*** TRECHO DO DOCUMENTO ***

Opinião
Ao serviço de Sua Majestade
Putin e Trump, duas faces de uma mesma moeda, não pouparão meios nem esforços para controlarem os destinos do planeta ao seu próprio jeito. Só que agora as coisas não são como nos primeiros tempos de James Bond - não sabemos onde estão os bons da fita.
1. Nos bons velhos tempos, as histórias de espiões não vinham à tona. Conhecíamo-las dos livros e dos filmes, a maioria inventadas, porque os que podiam contar as verdadeiras eram postos a recato. Imaginávamos, via 007, que o mundo real estava cheio de agentes especiais, que se matavam uns aos outros impunemente, certos como estavam de que os seus movimentos estavam protegidos por um pacto de silêncio entre todos os players. Tínhamos o nosso código de valores bem formatado - os bons, a quem tudo se permitia, eram os ingleses e os americanos, enquanto os vilões, a quem nada se tolerava, eram os soviéticos e seus aliados (mais tarde, também os árabes e certo tipo de terroristas). E vivíamos felizes.

*** MATERIAL APRESENTADO ***

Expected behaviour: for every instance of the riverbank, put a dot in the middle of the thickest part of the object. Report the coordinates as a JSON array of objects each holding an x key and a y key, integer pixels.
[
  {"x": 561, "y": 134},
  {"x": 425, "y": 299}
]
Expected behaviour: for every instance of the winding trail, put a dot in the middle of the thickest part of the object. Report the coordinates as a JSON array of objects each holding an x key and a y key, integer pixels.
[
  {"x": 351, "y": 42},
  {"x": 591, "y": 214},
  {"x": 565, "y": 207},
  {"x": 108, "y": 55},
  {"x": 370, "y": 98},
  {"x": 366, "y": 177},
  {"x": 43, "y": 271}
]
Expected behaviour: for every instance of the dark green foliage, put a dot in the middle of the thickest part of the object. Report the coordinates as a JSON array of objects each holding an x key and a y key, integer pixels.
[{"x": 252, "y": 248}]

***

INSTRUÇÕES:
a – Responda com base no artigo de opinião:
(i) Quem são chamados de "duas faces de uma mesma moeda"?
(ii) No antigo código de valores, quem eram os bons?
(iii) Mais tarde, quem também passou a estar entre os vilões?
b – Transcreva do artigo de opinião o trecho que começa em "1. Nos bons" e segue até "E vivíamos felizes.".

RESPOSTAS COMPLETAS:
a –
(i) Putin e Trump.
(ii) Os ingleses e os americanos.
(iii) Os árabes e certo tipo de terroristas.

b –
1. Nos bons velhos tempos, as histórias de espiões não vinham à tona. Conhecíamo-las dos livros e dos filmes, a maioria inventadas, porque os que podiam contar as verdadeiras eram postos a recato. Imaginávamos, via 007, que o mundo real estava cheio de agentes especiais, que se matavam uns aos outros impunemente, certos como estavam de que os seus movimentos estavam protegidos por um pacto de silêncio entre todos os players. Tínhamos o nosso código de valores bem formatado - os bons, a quem tudo se permitia, eram os ingleses e os americanos, enquanto os vilões, a quem nada se tolerava, eram os soviéticos e seus aliados (mais tarde, também os árabes e certo tipo de terroristas). E vivíamos felizes.